Regional Culture Shock Series Overview
As cross country movers for over fifty years, there’s nothing that shocks us too much about how different life can be in various parts of the United States. But for our customers all over the nation, moving to a new region can be quite the culture shock.
Moving from a New England town out to the West Coast and worried about having to buying a surfboard? Relocating the family to the South East but unsure if you’ll have to deal with alligators on your door step? Or just not sure if you’ll end up confusing your new neighbors in the Midwest when they offer you a pop and you request a soda?
Culture shock in the United States can be a real thing, especially when leaving one region for another that’s quite a long distance. Our country boasts a wide variety of different cultures within its borders, sometimes even in a single city, and coming into contact with a new one can be exciting, yet intimidating.
To that end, this blog series aims to educate readers on the big differences through the U.S. while also highlighting the many subtle similarities they all share.
Editor’s Note: Regional areas and their borders are subjective, and many could debate bordering states and the region to which they belong. We chose a map with nine territories we felt were distinct and served the purpose for those who are considering a long distance move.
- New Hampshire
- Rhode Island
Culturally, the New England region boasts some of the most decorated professional sports franchises with the Bruins, Celtics, Red Sox and Patriots, and the fans have passion to spare. Aerosmith, Phish, and the Pixies all hail from here, and between the historic architecture and the skiing, the place can be wonderful for outdoor activities and quaint city charm.

▶ [REQUIRED WORK]: Repeat the part of the overview of regional culture shock from "Regional Culture Shock" to "request a soda?" word for word.

▶ [ENTRIES PROVIDED]:
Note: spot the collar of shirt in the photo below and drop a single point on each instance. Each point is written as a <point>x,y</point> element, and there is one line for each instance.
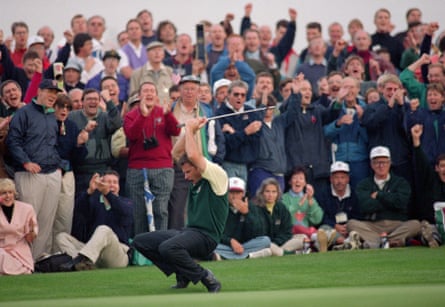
<point>346,195</point>
<point>231,108</point>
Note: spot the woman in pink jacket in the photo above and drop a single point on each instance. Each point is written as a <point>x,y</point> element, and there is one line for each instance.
<point>18,228</point>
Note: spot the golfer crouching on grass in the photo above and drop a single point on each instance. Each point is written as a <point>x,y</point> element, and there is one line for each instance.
<point>174,251</point>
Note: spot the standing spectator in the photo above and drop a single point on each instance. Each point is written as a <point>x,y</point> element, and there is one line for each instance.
<point>306,144</point>
<point>271,160</point>
<point>71,147</point>
<point>350,138</point>
<point>220,91</point>
<point>413,15</point>
<point>335,31</point>
<point>20,33</point>
<point>83,48</point>
<point>277,219</point>
<point>315,66</point>
<point>17,235</point>
<point>48,37</point>
<point>313,30</point>
<point>431,182</point>
<point>385,123</point>
<point>32,142</point>
<point>166,34</point>
<point>111,62</point>
<point>109,226</point>
<point>148,34</point>
<point>96,27</point>
<point>383,199</point>
<point>241,132</point>
<point>11,98</point>
<point>217,47</point>
<point>240,70</point>
<point>149,129</point>
<point>105,122</point>
<point>133,53</point>
<point>304,209</point>
<point>154,71</point>
<point>189,106</point>
<point>174,251</point>
<point>382,37</point>
<point>76,98</point>
<point>339,203</point>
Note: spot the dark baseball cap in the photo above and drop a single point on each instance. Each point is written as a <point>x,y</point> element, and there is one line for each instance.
<point>48,84</point>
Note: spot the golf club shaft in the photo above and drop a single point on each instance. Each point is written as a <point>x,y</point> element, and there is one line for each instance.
<point>234,114</point>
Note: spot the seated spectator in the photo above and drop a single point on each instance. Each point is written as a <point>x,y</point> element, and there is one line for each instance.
<point>304,209</point>
<point>244,234</point>
<point>109,225</point>
<point>383,199</point>
<point>17,235</point>
<point>277,219</point>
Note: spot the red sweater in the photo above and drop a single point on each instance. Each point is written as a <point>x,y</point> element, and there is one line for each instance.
<point>158,124</point>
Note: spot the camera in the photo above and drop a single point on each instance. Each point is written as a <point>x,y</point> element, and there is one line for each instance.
<point>150,143</point>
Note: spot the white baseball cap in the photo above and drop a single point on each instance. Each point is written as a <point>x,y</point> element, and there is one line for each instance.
<point>339,166</point>
<point>220,83</point>
<point>237,184</point>
<point>380,151</point>
<point>36,39</point>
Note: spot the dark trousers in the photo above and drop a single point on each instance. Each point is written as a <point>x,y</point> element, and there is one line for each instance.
<point>178,200</point>
<point>174,251</point>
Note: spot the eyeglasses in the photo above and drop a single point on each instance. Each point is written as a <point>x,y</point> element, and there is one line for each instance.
<point>239,94</point>
<point>380,163</point>
<point>69,108</point>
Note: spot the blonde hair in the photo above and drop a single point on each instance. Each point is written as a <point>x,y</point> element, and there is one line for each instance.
<point>7,184</point>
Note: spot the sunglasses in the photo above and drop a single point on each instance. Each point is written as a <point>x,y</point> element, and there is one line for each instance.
<point>239,94</point>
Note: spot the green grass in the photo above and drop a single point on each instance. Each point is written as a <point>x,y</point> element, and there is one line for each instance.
<point>395,275</point>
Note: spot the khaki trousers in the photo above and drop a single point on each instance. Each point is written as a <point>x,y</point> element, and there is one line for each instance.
<point>42,192</point>
<point>396,230</point>
<point>64,214</point>
<point>104,248</point>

▶ [WRITTEN RESPONSE]:
Regional Culture Shock Series Overview
As cross country movers for over fifty years, there’s nothing that shocks us too much about how different life can be in various parts of the United States. But for our customers all over the nation, moving to a new region can be quite the culture shock.
Moving from a New England town out to the West Coast and worried about having to buying a surfboard? Relocating the family to the South East but unsure if you’ll have to deal with alligators on your door step? Or just not sure if you’ll end up confusing your new neighbors in the Midwest when they offer you a pop and you request a soda?